Reproduce the following records exactly from the line containing "spot the woman's other" onward, ending with the last line and including it.

== == ==

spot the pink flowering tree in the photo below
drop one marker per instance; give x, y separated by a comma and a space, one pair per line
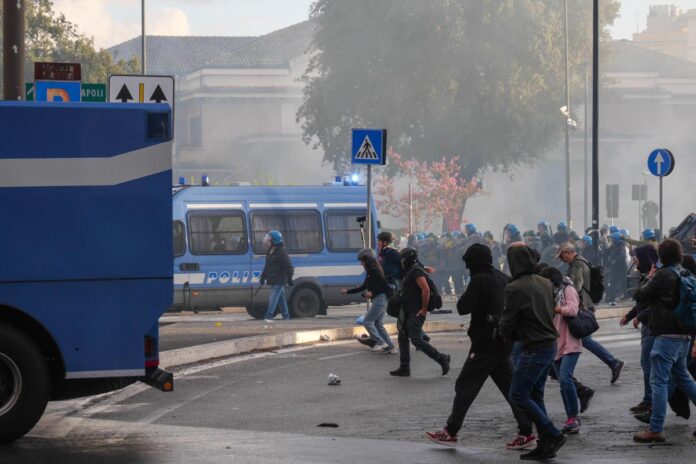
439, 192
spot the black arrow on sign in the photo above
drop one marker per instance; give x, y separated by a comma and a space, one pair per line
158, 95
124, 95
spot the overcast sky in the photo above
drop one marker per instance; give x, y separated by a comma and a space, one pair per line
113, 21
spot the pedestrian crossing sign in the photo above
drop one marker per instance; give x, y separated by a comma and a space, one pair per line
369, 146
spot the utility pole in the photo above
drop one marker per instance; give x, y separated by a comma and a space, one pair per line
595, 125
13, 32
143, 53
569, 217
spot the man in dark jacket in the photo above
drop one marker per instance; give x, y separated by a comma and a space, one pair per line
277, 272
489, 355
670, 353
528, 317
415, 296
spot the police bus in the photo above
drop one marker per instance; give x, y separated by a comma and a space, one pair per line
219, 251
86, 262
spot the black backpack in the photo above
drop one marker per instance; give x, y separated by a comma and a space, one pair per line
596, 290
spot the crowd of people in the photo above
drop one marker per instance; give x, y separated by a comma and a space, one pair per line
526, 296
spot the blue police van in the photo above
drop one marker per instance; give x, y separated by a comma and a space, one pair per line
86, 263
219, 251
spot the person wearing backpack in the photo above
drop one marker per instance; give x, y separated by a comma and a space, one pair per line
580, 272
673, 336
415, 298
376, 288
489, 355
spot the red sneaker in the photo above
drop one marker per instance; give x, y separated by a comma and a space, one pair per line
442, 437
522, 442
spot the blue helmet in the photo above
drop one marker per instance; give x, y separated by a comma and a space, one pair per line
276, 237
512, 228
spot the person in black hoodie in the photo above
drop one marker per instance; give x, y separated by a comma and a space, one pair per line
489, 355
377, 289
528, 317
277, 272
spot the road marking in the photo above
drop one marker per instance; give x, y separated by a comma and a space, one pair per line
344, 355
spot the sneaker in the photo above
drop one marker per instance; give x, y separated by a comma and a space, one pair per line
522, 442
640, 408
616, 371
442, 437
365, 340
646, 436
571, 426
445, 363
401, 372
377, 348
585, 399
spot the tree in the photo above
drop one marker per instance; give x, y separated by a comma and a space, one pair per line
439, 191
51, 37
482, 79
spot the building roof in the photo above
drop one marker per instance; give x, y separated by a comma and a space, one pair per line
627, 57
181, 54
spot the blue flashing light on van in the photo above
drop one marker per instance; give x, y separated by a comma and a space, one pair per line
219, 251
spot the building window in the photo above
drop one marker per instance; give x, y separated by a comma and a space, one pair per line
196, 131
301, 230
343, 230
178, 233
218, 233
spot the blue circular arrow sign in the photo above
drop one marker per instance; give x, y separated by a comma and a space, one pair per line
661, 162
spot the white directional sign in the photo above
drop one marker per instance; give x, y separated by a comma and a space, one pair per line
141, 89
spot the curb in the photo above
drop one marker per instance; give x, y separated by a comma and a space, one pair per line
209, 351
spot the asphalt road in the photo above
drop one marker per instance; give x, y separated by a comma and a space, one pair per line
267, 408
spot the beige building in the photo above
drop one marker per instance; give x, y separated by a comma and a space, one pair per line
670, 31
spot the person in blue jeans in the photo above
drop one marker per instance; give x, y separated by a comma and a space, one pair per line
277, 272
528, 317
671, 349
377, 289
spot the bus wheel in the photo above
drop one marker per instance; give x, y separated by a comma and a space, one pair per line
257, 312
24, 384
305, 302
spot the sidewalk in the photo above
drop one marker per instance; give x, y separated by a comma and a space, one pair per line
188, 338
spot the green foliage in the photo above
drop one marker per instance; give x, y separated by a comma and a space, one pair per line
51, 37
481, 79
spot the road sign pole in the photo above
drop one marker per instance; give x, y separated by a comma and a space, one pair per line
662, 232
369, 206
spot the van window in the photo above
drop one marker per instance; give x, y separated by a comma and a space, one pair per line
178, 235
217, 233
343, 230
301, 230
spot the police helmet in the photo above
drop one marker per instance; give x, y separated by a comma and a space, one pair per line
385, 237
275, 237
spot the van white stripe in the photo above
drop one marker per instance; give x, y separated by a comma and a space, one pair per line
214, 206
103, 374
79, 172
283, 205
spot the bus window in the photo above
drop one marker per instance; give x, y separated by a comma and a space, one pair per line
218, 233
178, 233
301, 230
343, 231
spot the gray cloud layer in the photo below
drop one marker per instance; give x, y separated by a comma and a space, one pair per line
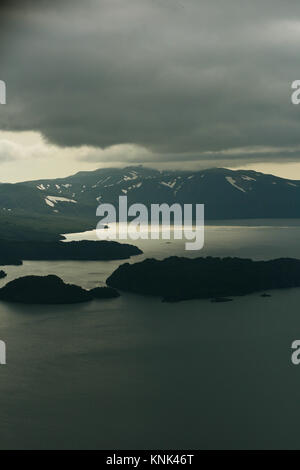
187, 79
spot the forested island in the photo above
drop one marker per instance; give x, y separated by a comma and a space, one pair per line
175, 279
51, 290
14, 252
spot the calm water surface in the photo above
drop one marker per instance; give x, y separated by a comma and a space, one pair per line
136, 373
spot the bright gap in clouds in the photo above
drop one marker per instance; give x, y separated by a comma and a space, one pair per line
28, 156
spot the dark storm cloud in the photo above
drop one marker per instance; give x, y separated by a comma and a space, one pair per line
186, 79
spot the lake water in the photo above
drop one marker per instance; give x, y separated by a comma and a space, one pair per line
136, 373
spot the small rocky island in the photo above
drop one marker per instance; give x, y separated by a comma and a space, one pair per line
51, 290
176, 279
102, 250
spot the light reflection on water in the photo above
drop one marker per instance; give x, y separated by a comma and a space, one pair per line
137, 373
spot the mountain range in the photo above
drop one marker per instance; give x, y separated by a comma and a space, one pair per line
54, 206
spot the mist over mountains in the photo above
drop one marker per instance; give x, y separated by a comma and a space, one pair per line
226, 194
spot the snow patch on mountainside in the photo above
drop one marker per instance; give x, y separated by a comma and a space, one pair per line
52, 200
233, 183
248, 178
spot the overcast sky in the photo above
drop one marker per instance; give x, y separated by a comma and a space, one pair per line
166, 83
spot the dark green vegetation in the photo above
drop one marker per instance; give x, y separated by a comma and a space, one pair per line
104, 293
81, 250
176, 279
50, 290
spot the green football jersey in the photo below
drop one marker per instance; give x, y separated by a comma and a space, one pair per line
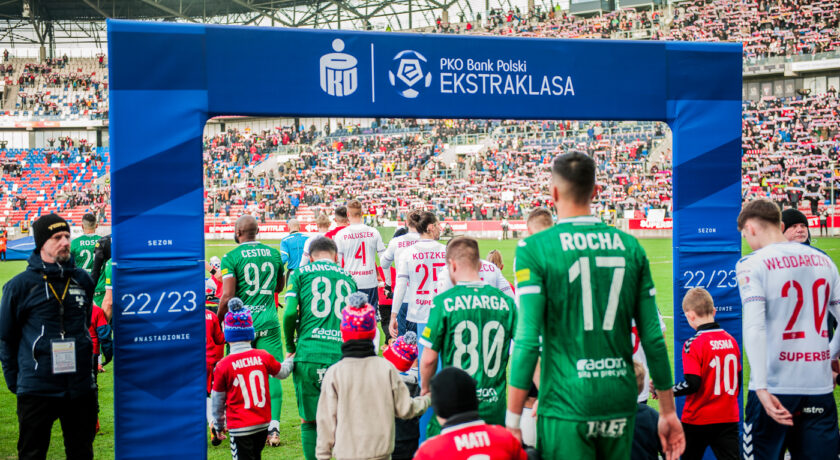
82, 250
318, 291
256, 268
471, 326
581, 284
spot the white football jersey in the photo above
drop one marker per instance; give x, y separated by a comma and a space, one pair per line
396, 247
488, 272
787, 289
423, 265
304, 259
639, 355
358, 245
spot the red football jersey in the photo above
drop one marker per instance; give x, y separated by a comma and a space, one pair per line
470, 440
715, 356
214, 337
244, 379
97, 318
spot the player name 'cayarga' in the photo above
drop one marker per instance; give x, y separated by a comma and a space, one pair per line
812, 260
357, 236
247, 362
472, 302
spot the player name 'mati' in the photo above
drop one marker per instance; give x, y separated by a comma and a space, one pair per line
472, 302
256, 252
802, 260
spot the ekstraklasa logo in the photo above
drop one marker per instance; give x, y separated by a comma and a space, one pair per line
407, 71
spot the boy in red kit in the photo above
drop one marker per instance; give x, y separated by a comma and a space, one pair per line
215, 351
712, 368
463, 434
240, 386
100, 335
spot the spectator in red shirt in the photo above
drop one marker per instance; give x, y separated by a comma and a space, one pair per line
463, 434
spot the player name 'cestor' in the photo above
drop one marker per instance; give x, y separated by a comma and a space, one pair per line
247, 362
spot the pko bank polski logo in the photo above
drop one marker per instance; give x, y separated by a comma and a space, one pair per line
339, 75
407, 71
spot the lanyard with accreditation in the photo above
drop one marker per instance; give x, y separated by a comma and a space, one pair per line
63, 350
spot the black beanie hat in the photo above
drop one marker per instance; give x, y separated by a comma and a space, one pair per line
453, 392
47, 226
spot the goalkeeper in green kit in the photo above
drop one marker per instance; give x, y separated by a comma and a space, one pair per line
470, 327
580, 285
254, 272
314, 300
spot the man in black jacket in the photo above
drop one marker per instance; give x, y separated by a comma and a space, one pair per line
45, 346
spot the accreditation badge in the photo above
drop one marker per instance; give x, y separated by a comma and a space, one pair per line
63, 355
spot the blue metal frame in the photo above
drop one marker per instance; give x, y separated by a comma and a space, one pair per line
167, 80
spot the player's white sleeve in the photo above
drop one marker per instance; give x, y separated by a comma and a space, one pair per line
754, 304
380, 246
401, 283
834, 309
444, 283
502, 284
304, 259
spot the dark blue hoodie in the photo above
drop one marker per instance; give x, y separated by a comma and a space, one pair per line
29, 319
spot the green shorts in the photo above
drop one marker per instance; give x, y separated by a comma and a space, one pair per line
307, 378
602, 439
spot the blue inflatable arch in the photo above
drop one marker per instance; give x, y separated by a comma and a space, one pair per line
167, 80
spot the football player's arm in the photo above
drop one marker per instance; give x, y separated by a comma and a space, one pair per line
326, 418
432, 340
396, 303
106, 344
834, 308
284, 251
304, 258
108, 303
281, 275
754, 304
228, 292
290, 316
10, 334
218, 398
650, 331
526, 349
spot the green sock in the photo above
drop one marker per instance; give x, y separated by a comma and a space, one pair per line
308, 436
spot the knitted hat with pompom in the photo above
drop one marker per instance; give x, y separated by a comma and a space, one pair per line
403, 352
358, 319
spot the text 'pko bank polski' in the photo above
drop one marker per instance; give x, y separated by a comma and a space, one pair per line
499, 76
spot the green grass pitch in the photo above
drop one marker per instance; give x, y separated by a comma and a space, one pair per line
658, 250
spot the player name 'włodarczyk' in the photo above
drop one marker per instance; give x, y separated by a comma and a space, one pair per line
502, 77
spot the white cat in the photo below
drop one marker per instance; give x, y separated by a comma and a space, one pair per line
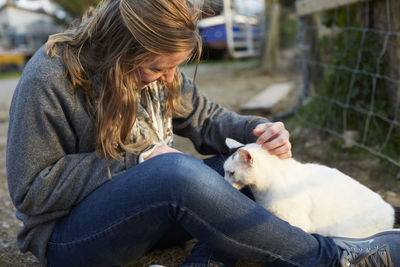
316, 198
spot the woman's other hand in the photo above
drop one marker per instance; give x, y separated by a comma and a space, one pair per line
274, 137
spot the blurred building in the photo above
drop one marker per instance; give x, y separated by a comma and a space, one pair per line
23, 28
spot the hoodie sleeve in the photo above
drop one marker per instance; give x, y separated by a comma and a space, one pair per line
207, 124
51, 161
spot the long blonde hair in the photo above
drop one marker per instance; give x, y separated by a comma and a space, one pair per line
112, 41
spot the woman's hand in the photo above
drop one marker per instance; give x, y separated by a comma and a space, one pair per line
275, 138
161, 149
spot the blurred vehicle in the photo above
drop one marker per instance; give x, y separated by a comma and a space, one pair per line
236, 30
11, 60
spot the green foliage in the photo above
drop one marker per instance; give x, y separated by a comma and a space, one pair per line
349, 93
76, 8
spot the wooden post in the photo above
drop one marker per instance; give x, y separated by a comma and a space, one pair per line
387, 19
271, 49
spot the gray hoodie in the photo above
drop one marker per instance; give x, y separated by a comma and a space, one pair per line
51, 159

== == ==

### Written response:
spot the woman's other hand in the photo above
drop one marker per instance; give x, y separated by a comma and a space, one pair per line
274, 137
spot the blurred building in the photo above
drop one marker per instance; give x, y separated by a comma and a space, one pair per line
23, 28
spot the hoodie sleeve in the photo above
drop one marker per instance; give x, y separated by a comma and a space, one pair per line
207, 124
51, 161
spot the long blonde hair in the photo above
drop one marker per instance; give x, y separated by a comma and a space, one pair per line
112, 41
spot the woman's hand in the photo above
drop one marker per instance; give x, y separated by a comma and a space, one pair per line
275, 138
161, 149
spot the blurred vehicle in the photo above
drop one marker per instance; give x, y separated by a comma and a space, one pair per line
236, 30
11, 60
spot the green foliage in the photo above
drop one marker per instance; give x, y separated by a comma and a space, one pair per line
349, 93
76, 8
spot the wooden post in the photo above
drop one marker per instance; give x, y separated by a comma and a space, one pair per line
387, 19
271, 49
spot the gray hoodie in the photo above
drop one marker per instance; give x, y separated by a comma and a space, one pair per line
51, 159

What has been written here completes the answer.